## Work item
Every record must be copied exactly.

:: Provided data ::

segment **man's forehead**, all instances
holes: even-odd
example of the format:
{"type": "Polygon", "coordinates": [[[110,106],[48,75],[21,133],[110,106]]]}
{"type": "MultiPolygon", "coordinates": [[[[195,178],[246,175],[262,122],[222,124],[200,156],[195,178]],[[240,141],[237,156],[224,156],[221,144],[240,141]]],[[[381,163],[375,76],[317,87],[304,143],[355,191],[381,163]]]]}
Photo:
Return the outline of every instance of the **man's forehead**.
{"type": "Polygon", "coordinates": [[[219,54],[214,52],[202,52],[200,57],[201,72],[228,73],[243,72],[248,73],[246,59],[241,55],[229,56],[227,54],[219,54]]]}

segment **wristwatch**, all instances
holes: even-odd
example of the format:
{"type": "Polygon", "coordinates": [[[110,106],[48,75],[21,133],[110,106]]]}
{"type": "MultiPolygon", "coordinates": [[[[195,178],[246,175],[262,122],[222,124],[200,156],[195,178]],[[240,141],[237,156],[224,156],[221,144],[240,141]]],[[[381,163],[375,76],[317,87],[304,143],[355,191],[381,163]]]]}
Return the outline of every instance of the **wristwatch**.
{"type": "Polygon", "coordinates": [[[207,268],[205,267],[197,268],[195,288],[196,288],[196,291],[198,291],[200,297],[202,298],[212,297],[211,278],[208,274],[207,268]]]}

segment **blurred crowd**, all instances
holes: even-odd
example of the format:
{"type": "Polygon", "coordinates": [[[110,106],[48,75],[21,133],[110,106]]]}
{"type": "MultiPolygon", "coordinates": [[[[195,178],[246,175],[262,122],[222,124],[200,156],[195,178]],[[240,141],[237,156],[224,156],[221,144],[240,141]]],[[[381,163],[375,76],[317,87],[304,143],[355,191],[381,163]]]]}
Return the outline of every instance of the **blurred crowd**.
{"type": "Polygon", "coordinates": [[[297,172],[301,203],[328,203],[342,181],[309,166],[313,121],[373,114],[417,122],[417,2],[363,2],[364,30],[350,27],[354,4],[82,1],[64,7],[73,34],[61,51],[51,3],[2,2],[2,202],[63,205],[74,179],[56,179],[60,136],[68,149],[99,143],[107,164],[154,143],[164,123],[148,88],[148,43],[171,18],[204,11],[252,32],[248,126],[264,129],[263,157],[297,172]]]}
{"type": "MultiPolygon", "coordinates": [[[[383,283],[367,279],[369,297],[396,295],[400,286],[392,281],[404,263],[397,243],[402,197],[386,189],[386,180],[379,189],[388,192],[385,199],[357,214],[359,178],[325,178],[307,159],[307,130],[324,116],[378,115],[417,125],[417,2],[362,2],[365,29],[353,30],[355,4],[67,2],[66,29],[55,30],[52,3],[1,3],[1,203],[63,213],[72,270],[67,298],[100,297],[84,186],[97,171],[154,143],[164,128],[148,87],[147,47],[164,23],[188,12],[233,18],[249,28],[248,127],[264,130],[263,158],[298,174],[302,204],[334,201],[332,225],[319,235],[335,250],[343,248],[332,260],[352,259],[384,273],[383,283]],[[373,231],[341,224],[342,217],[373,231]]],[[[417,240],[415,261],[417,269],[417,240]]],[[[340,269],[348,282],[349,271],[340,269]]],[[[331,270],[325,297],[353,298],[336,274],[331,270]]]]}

:::

## Response
segment **man's forehead**, all instances
holes: even-odd
example of the format:
{"type": "Polygon", "coordinates": [[[110,106],[48,75],[21,133],[110,106]]]}
{"type": "MultiPolygon", "coordinates": [[[[195,178],[246,175],[262,122],[222,124],[200,156],[195,178]],[[240,141],[237,156],[224,156],[221,144],[240,141]]],[[[381,163],[375,76],[317,87],[304,143],[355,191],[381,163]]]]}
Photo:
Return the outline of every instance of the **man's forehead**.
{"type": "Polygon", "coordinates": [[[219,54],[214,52],[202,52],[200,57],[201,72],[228,73],[243,72],[248,73],[246,59],[241,55],[229,56],[227,54],[219,54]]]}

segment **wristwatch**, all instances
holes: even-odd
example of the format:
{"type": "Polygon", "coordinates": [[[110,106],[48,75],[21,133],[110,106]]]}
{"type": "MultiPolygon", "coordinates": [[[[195,178],[246,175],[262,122],[222,124],[200,156],[195,178]],[[240,141],[237,156],[224,156],[221,144],[240,141]]],[[[381,163],[375,76],[317,87],[304,143],[355,191],[381,163]]]]}
Return the outline of every instance of the **wristwatch**.
{"type": "Polygon", "coordinates": [[[207,268],[205,267],[197,268],[195,288],[196,288],[196,291],[198,291],[200,297],[202,298],[212,297],[211,278],[208,274],[207,268]]]}

segment **blurred crowd**, all instances
holes: even-odd
example of the format:
{"type": "Polygon", "coordinates": [[[110,106],[48,75],[21,133],[110,106]]]}
{"type": "MultiPolygon", "coordinates": [[[[195,178],[246,175],[262,122],[222,124],[200,156],[195,178]],[[240,141],[237,156],[224,156],[221,144],[240,141]]],[[[381,163],[375,76],[317,87],[304,143],[355,191],[381,163]]]]}
Return the outline of every instance of the **blurred crowd**.
{"type": "Polygon", "coordinates": [[[297,172],[301,203],[328,203],[342,181],[309,166],[313,121],[373,114],[417,122],[417,2],[363,2],[364,30],[350,27],[354,4],[82,1],[64,7],[73,34],[61,51],[51,3],[2,2],[2,202],[63,205],[74,179],[56,179],[60,136],[68,149],[99,143],[107,164],[154,143],[164,123],[148,88],[148,43],[171,18],[204,11],[252,32],[248,126],[264,129],[263,157],[297,172]]]}
{"type": "MultiPolygon", "coordinates": [[[[383,283],[367,279],[369,297],[396,295],[400,286],[392,281],[404,263],[397,243],[402,197],[386,189],[386,180],[379,189],[388,192],[385,199],[357,214],[359,178],[325,178],[307,159],[307,130],[324,116],[378,115],[417,125],[417,2],[362,2],[365,29],[353,30],[355,4],[67,2],[66,29],[55,30],[52,3],[1,3],[1,203],[63,213],[72,270],[67,298],[100,297],[84,186],[97,171],[154,143],[164,128],[148,87],[147,47],[164,23],[188,12],[233,18],[249,28],[248,127],[264,130],[263,158],[298,174],[302,204],[334,201],[332,225],[319,235],[335,250],[343,248],[332,260],[352,259],[384,273],[383,283]],[[373,231],[341,224],[342,217],[373,231]]],[[[417,240],[415,261],[417,269],[417,240]]],[[[340,269],[348,282],[349,271],[340,269]]],[[[331,270],[325,297],[353,298],[336,274],[331,270]]]]}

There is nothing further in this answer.